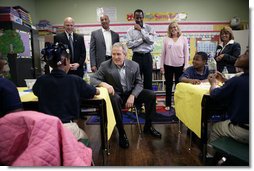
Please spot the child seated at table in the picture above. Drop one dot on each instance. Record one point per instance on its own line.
(58, 93)
(198, 72)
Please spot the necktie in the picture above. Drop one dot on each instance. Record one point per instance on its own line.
(71, 45)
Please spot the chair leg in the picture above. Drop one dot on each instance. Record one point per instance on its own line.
(179, 126)
(190, 139)
(139, 126)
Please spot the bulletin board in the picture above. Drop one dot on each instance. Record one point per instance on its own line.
(197, 33)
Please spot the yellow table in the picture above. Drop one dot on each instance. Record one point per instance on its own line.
(188, 99)
(28, 96)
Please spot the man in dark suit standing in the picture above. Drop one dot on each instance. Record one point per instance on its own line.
(122, 79)
(76, 46)
(101, 43)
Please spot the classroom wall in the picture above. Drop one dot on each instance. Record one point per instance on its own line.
(84, 11)
(29, 5)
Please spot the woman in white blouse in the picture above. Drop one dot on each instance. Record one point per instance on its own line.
(174, 58)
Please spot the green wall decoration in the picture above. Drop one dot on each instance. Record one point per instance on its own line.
(10, 42)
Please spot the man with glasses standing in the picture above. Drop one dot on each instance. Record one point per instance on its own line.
(76, 46)
(101, 43)
(140, 38)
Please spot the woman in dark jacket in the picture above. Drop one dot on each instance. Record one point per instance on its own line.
(227, 51)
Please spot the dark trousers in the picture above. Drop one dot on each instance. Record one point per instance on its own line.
(169, 72)
(118, 102)
(145, 62)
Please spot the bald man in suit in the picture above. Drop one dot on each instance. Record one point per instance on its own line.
(101, 43)
(77, 50)
(122, 79)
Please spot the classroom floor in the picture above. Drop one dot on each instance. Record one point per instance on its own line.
(171, 150)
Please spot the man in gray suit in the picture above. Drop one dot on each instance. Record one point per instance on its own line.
(122, 79)
(101, 43)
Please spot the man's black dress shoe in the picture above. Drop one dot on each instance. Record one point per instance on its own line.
(123, 141)
(150, 130)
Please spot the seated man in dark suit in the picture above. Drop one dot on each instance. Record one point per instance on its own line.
(122, 79)
(235, 93)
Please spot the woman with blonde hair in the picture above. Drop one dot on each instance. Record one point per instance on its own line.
(174, 58)
(227, 51)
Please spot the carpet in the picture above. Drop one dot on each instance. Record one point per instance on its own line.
(161, 117)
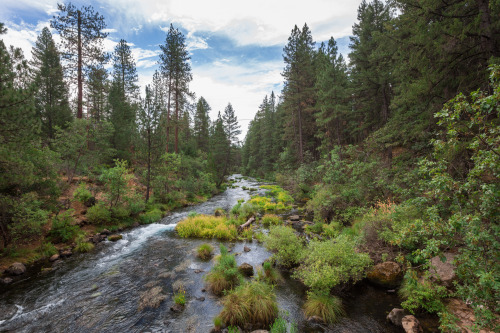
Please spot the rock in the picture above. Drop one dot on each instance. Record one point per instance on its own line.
(6, 280)
(114, 238)
(387, 274)
(65, 253)
(106, 232)
(246, 269)
(396, 316)
(443, 271)
(411, 324)
(16, 268)
(177, 308)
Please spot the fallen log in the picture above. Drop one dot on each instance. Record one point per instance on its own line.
(246, 224)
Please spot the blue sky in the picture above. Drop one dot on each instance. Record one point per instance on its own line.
(236, 46)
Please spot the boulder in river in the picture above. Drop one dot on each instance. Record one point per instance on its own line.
(411, 324)
(387, 274)
(443, 269)
(16, 268)
(246, 269)
(114, 238)
(396, 316)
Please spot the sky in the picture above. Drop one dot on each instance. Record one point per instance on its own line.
(236, 46)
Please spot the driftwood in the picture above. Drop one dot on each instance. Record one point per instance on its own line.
(246, 224)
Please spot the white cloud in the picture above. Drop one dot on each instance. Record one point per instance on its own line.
(257, 22)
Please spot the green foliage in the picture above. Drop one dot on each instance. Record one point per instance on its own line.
(253, 302)
(63, 229)
(285, 244)
(81, 193)
(99, 214)
(328, 308)
(421, 293)
(180, 297)
(204, 251)
(82, 245)
(151, 216)
(206, 226)
(224, 275)
(325, 264)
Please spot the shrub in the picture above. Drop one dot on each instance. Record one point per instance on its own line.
(82, 245)
(271, 219)
(81, 193)
(46, 250)
(328, 308)
(224, 275)
(285, 244)
(62, 228)
(326, 264)
(151, 216)
(253, 302)
(204, 251)
(98, 214)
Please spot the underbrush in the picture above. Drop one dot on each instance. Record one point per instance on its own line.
(207, 226)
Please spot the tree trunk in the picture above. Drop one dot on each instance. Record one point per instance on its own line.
(79, 113)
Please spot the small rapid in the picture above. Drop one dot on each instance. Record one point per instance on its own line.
(103, 291)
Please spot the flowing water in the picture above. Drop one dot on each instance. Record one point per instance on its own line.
(101, 291)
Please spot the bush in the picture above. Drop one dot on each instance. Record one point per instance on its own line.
(204, 251)
(62, 228)
(326, 264)
(81, 193)
(99, 214)
(285, 244)
(82, 245)
(253, 302)
(271, 219)
(151, 216)
(224, 275)
(328, 308)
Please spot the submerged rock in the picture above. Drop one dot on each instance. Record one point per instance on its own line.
(411, 324)
(396, 316)
(387, 274)
(16, 268)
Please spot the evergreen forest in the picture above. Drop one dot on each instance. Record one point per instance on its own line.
(391, 153)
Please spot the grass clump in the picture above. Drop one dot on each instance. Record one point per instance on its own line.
(253, 302)
(285, 244)
(180, 297)
(328, 308)
(206, 226)
(224, 275)
(151, 216)
(271, 219)
(204, 251)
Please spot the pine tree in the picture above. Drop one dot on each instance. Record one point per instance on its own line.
(175, 67)
(298, 92)
(202, 124)
(51, 96)
(81, 32)
(333, 97)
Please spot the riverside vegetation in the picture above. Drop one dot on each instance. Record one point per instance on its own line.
(395, 154)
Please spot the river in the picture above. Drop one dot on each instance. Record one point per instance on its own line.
(101, 291)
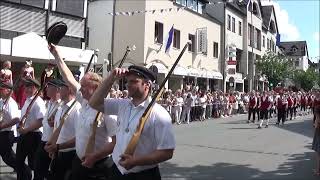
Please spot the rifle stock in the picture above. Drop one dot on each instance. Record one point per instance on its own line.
(91, 140)
(136, 136)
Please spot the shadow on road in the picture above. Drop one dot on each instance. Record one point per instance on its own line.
(298, 167)
(301, 127)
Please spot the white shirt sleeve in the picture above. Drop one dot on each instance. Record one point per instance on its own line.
(111, 125)
(112, 106)
(79, 96)
(40, 109)
(163, 130)
(14, 110)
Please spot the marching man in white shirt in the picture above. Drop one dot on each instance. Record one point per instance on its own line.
(9, 116)
(30, 135)
(156, 143)
(42, 159)
(64, 149)
(84, 164)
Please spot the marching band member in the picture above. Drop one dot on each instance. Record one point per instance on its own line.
(84, 91)
(264, 106)
(156, 143)
(65, 145)
(282, 105)
(9, 117)
(42, 159)
(252, 107)
(6, 73)
(30, 135)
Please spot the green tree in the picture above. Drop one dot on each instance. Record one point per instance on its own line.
(276, 67)
(306, 79)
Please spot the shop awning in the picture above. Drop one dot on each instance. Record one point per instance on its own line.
(216, 75)
(31, 45)
(194, 72)
(179, 70)
(5, 46)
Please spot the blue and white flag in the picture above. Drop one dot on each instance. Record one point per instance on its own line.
(169, 41)
(278, 39)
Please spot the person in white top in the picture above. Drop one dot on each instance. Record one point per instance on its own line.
(42, 159)
(186, 109)
(156, 143)
(65, 145)
(178, 107)
(10, 115)
(84, 123)
(30, 135)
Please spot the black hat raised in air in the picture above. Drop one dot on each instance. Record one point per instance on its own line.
(143, 72)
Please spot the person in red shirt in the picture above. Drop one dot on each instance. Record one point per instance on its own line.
(282, 105)
(252, 107)
(264, 107)
(290, 106)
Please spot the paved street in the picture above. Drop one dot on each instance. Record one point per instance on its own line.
(228, 149)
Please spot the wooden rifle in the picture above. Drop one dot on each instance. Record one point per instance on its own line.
(92, 137)
(54, 137)
(136, 136)
(22, 122)
(7, 99)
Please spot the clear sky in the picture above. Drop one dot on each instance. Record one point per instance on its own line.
(299, 20)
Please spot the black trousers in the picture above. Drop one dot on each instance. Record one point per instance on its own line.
(41, 163)
(100, 171)
(264, 114)
(252, 111)
(290, 112)
(6, 152)
(61, 164)
(26, 147)
(193, 113)
(149, 174)
(281, 115)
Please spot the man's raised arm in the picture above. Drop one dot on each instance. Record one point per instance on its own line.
(97, 99)
(63, 68)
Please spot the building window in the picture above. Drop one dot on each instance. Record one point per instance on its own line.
(73, 7)
(158, 33)
(191, 46)
(182, 2)
(257, 39)
(215, 49)
(250, 34)
(229, 22)
(233, 24)
(200, 6)
(240, 28)
(176, 39)
(192, 4)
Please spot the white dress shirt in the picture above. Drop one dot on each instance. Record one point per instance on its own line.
(156, 135)
(10, 111)
(68, 129)
(47, 130)
(105, 129)
(37, 111)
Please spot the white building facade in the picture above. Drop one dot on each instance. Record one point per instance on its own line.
(200, 64)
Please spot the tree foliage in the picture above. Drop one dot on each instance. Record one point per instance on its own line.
(276, 67)
(306, 79)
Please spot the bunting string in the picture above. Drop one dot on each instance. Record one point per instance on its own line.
(152, 11)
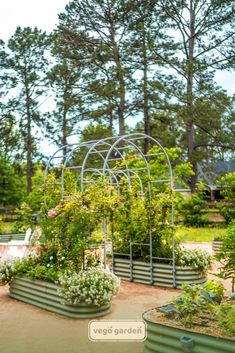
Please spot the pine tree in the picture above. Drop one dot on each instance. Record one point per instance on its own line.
(26, 67)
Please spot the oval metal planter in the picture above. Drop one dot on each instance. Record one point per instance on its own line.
(44, 295)
(216, 246)
(168, 339)
(162, 273)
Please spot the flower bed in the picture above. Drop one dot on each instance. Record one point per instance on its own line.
(45, 295)
(162, 273)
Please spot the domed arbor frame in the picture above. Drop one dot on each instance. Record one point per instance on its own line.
(99, 159)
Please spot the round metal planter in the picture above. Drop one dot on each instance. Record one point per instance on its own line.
(168, 339)
(44, 295)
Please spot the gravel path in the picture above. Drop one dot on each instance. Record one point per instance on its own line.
(27, 329)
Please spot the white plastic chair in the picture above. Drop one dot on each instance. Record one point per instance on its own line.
(18, 248)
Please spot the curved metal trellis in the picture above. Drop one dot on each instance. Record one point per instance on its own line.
(101, 159)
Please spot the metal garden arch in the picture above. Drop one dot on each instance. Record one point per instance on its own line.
(100, 159)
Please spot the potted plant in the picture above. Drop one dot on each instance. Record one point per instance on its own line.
(199, 320)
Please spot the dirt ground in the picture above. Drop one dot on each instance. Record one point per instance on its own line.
(27, 329)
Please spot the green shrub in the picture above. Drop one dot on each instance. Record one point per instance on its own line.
(226, 319)
(92, 286)
(193, 210)
(216, 288)
(227, 206)
(196, 258)
(197, 305)
(7, 272)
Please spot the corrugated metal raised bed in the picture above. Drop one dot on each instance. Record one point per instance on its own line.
(162, 273)
(168, 339)
(216, 245)
(44, 295)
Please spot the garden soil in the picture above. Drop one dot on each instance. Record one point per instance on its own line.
(27, 329)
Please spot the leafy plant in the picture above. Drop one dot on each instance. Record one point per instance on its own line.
(7, 272)
(91, 286)
(226, 319)
(199, 305)
(227, 205)
(193, 209)
(216, 288)
(196, 258)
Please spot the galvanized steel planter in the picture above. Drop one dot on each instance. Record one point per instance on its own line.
(216, 245)
(162, 273)
(44, 295)
(168, 339)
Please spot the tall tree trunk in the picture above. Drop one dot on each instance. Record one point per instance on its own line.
(29, 145)
(120, 82)
(145, 94)
(64, 132)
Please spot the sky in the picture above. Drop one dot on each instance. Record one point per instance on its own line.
(32, 13)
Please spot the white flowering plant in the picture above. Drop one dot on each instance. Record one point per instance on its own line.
(197, 258)
(91, 286)
(7, 272)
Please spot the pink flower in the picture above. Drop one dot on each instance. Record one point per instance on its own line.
(52, 213)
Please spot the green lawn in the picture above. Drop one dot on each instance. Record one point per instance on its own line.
(198, 234)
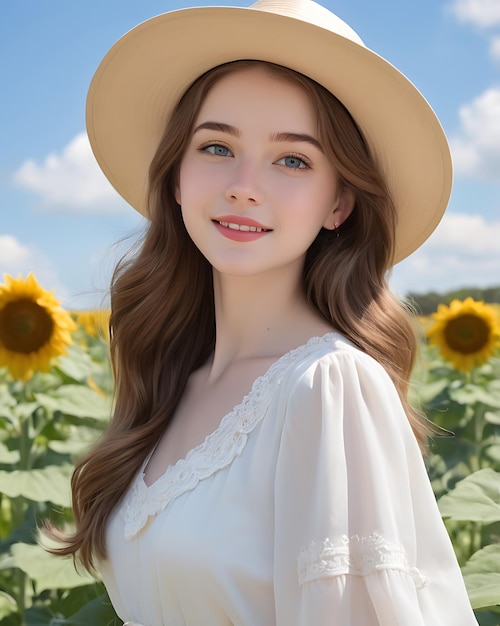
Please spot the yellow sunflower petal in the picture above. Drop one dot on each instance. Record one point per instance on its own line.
(33, 327)
(467, 332)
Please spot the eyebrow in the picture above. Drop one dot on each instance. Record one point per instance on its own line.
(232, 130)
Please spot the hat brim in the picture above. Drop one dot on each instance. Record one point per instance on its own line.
(145, 73)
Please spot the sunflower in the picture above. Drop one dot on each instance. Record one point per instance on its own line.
(33, 327)
(467, 333)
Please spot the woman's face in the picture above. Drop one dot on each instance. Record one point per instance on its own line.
(255, 185)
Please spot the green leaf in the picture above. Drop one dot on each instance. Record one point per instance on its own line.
(48, 571)
(483, 589)
(8, 457)
(7, 605)
(430, 390)
(471, 394)
(48, 484)
(77, 401)
(77, 365)
(493, 417)
(98, 611)
(475, 498)
(484, 561)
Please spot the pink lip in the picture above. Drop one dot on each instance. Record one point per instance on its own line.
(240, 220)
(239, 235)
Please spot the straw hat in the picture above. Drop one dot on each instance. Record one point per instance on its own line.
(145, 73)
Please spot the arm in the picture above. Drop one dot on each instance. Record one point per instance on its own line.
(358, 536)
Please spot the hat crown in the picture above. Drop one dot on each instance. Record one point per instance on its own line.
(312, 12)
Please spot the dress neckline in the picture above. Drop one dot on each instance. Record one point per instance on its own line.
(215, 452)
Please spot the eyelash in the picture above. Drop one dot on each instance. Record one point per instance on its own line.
(293, 155)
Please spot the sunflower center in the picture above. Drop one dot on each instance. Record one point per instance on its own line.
(25, 326)
(467, 334)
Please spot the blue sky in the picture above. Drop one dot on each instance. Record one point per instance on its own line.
(60, 218)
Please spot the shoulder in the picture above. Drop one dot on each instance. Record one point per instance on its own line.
(333, 378)
(338, 359)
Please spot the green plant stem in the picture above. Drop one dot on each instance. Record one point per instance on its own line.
(19, 507)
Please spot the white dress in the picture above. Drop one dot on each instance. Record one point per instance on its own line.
(309, 505)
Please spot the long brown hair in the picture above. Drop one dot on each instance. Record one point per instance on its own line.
(163, 321)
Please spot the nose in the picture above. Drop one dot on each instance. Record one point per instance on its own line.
(244, 187)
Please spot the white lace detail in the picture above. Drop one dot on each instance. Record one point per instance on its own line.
(359, 556)
(218, 450)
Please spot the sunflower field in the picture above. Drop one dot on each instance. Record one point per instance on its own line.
(55, 400)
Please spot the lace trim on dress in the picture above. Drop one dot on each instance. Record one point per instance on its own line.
(218, 450)
(359, 556)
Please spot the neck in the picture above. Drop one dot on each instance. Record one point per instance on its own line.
(261, 316)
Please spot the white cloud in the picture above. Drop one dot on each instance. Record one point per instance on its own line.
(483, 13)
(18, 259)
(495, 48)
(462, 252)
(70, 180)
(476, 147)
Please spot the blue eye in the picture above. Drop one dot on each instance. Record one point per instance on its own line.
(293, 162)
(217, 150)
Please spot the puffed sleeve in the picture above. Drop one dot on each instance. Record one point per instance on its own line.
(358, 536)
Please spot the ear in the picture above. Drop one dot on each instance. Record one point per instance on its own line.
(341, 211)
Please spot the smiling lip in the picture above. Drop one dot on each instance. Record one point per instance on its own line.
(240, 228)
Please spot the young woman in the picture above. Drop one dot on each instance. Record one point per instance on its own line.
(263, 465)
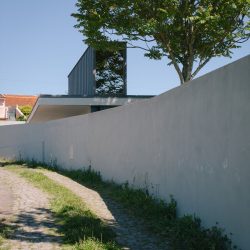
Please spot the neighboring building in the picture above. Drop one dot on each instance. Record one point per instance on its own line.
(3, 108)
(9, 105)
(97, 82)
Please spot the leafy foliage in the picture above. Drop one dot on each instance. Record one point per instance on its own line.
(110, 72)
(188, 32)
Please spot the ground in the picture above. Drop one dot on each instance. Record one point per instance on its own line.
(26, 208)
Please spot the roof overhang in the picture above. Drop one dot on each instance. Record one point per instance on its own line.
(56, 107)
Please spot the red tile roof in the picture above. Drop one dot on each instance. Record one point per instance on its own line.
(20, 100)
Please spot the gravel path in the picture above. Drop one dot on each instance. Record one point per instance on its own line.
(130, 232)
(28, 209)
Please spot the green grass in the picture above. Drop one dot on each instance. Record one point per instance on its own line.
(5, 231)
(181, 232)
(80, 228)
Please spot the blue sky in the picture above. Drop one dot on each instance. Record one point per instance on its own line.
(39, 46)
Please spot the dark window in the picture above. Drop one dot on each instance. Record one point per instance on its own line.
(110, 73)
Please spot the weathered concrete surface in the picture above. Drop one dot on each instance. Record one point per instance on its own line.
(192, 142)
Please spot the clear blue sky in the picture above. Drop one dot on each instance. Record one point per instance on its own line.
(39, 46)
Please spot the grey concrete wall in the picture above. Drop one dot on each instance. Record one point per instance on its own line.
(192, 142)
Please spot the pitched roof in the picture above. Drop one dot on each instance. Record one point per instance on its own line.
(20, 100)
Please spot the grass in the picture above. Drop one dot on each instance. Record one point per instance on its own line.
(181, 233)
(5, 232)
(80, 228)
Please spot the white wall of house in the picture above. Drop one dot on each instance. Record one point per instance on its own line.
(3, 109)
(192, 142)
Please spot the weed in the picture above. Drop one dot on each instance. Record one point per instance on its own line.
(181, 233)
(76, 221)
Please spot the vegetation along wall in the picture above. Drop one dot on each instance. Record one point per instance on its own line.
(192, 142)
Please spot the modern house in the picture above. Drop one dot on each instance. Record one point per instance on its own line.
(9, 105)
(97, 82)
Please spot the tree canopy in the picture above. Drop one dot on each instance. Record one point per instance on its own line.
(188, 32)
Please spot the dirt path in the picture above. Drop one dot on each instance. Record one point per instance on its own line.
(131, 232)
(28, 209)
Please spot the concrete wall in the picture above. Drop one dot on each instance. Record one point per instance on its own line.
(192, 142)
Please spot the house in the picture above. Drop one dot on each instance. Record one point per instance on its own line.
(97, 82)
(9, 105)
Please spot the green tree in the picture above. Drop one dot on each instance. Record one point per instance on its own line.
(188, 32)
(26, 110)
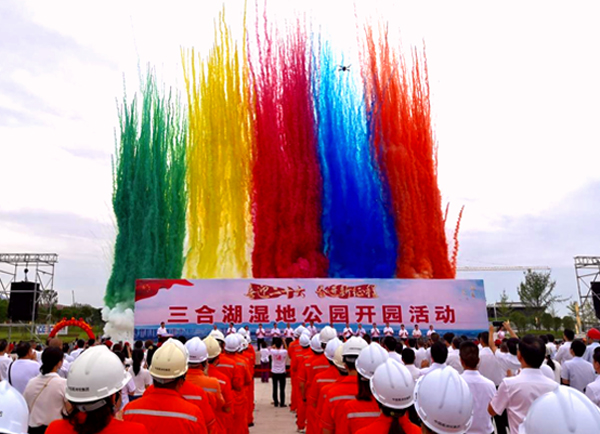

## Short exercise
Pull out every line in the rows above that contains the string "vegetation". Case counts.

## Result of this task
Please spot the riverside vegetation in the picture above. Drop one dot on each instance. Record one point per instance on its own line.
Please spot the vegetation along wall in the picture above. Drop one dot on each instance. Record one point per instance on its own line.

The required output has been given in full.